### Extrait choisi
# # #

Comme l’a récemment soutenu Luuk van Middelaar dans une discussion avec Pierre Manent pour Le Grand Continent, l’Europe a besoin d’un « récit ». Un tel récit, qui relie le présent au passé, selon van Middelaar, est à la fois « le combustible de toute forme d’organisation politique » et aussi une « boussole » dont l’Europe a besoin pour « guider son action sur la scène internationale ». « Sans un récit, écrit-il, vous ne savez pas où vous allez, d’où vous venez, vous n’avez pas de critères pour juger une action où pour décider ce qu’il faut faire. » En d’autres termes, sans récit, l’Europe – expression par laquelle van Middelaar entend vraisemblablement l’Union européenne – manquerait à la fois d’une direction et d’une source d’énergie. 

Il me semble que cet appel plutôt désespéré à un récit est lui-même symptomatique d’un problème en Europe. Après tout, l’Union avait autrefois un récit assez convaincant basé sur l’idée d’un « modèle européen », centré sur l’économie sociale de marché et l’État-providence. Il s’agissait d’un discours fondé sur une offre réelle aux citoyens européens d’une qualité de vie et d’un sens de la solidarité. Il est important de noter toutefois qu’il s’agissait d’une idée de l’Europe et de ce qu’elle représente prenant soin de ne pas la définir par rapport à un Autre. Elle était plutôt fondée sur une relation particulière entre l’État, le marché et les citoyens qui avait produit une croissance économique et une cohésion sociale – en d’autres termes, un modèle civique.

# # #

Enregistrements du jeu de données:
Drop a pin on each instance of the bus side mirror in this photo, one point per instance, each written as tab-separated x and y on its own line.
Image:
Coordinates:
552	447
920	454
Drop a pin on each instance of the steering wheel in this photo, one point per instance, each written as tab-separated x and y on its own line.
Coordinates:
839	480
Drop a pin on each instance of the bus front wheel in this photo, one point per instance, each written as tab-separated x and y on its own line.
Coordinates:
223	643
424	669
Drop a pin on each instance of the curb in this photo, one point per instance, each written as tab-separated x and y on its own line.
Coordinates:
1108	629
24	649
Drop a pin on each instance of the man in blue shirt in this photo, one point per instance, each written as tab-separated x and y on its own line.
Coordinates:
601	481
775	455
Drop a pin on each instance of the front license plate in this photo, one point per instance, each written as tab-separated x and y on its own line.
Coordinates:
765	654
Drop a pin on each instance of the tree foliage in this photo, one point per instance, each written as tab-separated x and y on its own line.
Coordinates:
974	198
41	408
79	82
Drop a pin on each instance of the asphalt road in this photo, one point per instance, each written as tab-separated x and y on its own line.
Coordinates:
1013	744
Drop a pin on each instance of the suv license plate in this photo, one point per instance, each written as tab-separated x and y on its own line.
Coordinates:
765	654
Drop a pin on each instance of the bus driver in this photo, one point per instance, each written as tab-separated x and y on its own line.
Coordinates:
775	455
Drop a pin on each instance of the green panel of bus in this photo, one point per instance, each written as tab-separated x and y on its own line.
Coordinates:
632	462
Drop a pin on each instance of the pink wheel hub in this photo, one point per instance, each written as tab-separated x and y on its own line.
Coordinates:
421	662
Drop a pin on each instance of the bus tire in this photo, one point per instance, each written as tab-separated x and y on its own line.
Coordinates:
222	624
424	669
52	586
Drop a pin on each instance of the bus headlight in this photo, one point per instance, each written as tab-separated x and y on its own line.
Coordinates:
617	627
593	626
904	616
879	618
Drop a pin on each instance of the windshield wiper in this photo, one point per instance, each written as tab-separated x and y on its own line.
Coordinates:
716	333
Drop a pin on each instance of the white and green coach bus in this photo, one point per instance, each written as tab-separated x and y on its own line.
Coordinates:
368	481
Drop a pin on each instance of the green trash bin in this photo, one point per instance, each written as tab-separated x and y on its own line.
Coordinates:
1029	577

# # #

### Consignes
**A.** Reproduisez, dans l'extrait sur le récit européen, le passage allant de « Comme l’a récemment » jusqu'à « d’une source d’énergie. ».
**B.** Répondez brièvement à ces questions sur l'extrait sur le récit européen :
(i) Avec qui Luuk van Middelaar s'entretenait-il pour Le Grand Continent ?
(ii) Sur quoi le « modèle européen » était-il centré ?
(iii) Qu'avait produit la relation particulière entre l'État, le marché et les citoyens ?
**C.** Prolongez l'extrait sur le récit européen à partir de sa dernière phrase.
La liste constitue un matériau distinct de l'extrait sur le récit européen.

### Corrigés
**A.**
Comme l’a récemment soutenu Luuk van Middelaar dans une discussion avec Pierre Manent pour Le Grand Continent, l’Europe a besoin d’un « récit ». Un tel récit, qui relie le présent au passé, selon van Middelaar, est à la fois « le combustible de toute forme d’organisation politique » et aussi une « boussole » dont l’Europe a besoin pour « guider son action sur la scène internationale ». « Sans un récit, écrit-il, vous ne savez pas où vous allez, d’où vous venez, vous n’avez pas de critères pour juger une action où pour décider ce qu’il faut faire. » En d’autres termes, sans récit, l’Europe – expression par laquelle van Middelaar entend vraisemblablement l’Union européenne – manquerait à la fois d’une direction et d’une source d’énergie.

**B.**
(i) Avec Pierre Manent.
(ii) Sur l'économie sociale de marché et l'État-providence.
(iii) Une croissance économique et une cohésion sociale.

**C.**
Toutefois, au cours de la dernière décennie, ce modèle a été vidé de sa substance et est devenu moins crédible. Alors que l’Union, conduite par l’Allemagne, s’est débattue avec une série de crises, à commencer par la crise de l’euro en 2010, elle a cherché à devenir de plus en plus « compétitive », ce qui, dans la pratique, s’est traduit par un recours à l’austérité et à des réformes structurelles. Dans ce contexte, on a également assisté à une réaction populiste contre le mode de gouvernance technocratique que représente l’Union. C’est en raison de la perte de crédibilité de ce récit, antérieur, centré sur un modèle socio-économique et le mode de gouvernance de l’Union que les « pro-européens » ont fini par chercher à définir l’Europe en termes culturels – réalisant ce que j’ai proposé d’appeler le tournant civilisationnel du projet européen.

Ce changement peut également être observé dans l’évolution de l’idée, portée notamment par Emmanuel Macron d’une « Europe qui protège ». Lorsqu’il utilise ce terme pour la première fois, après avoir été élu président en 2017, il l’entend largement au sens d’une protection contre les forces du marché. Macron veut réformer la zone euro et créer une Europe plus redistributive – dans un sens, c’est une idée de centre-gauche. Ce n’est qu’après que la chancelière Angela Merkel a rejeté – ou plutôt simplement ignoré – ses propositions de réforme de la zone euro, qu’il réinvente cette idée d’ »Europe qui protège » en lui donnant une coloration culturelle. Sous la pression de l’extrême droite en vue de l’élection présidentielle de l’année prochaine, ce dont il cherche à protéger les citoyens européens semble être aujourd’hui moins le marché que l’islamisme. C’est également dans ce sens qu’il a formulé la nécessité d’une « souveraineté européenne » en termes civilisationnels.

Cet appel plutôt désespéré à un récit est lui-même symptomatique d’un problème en Europe.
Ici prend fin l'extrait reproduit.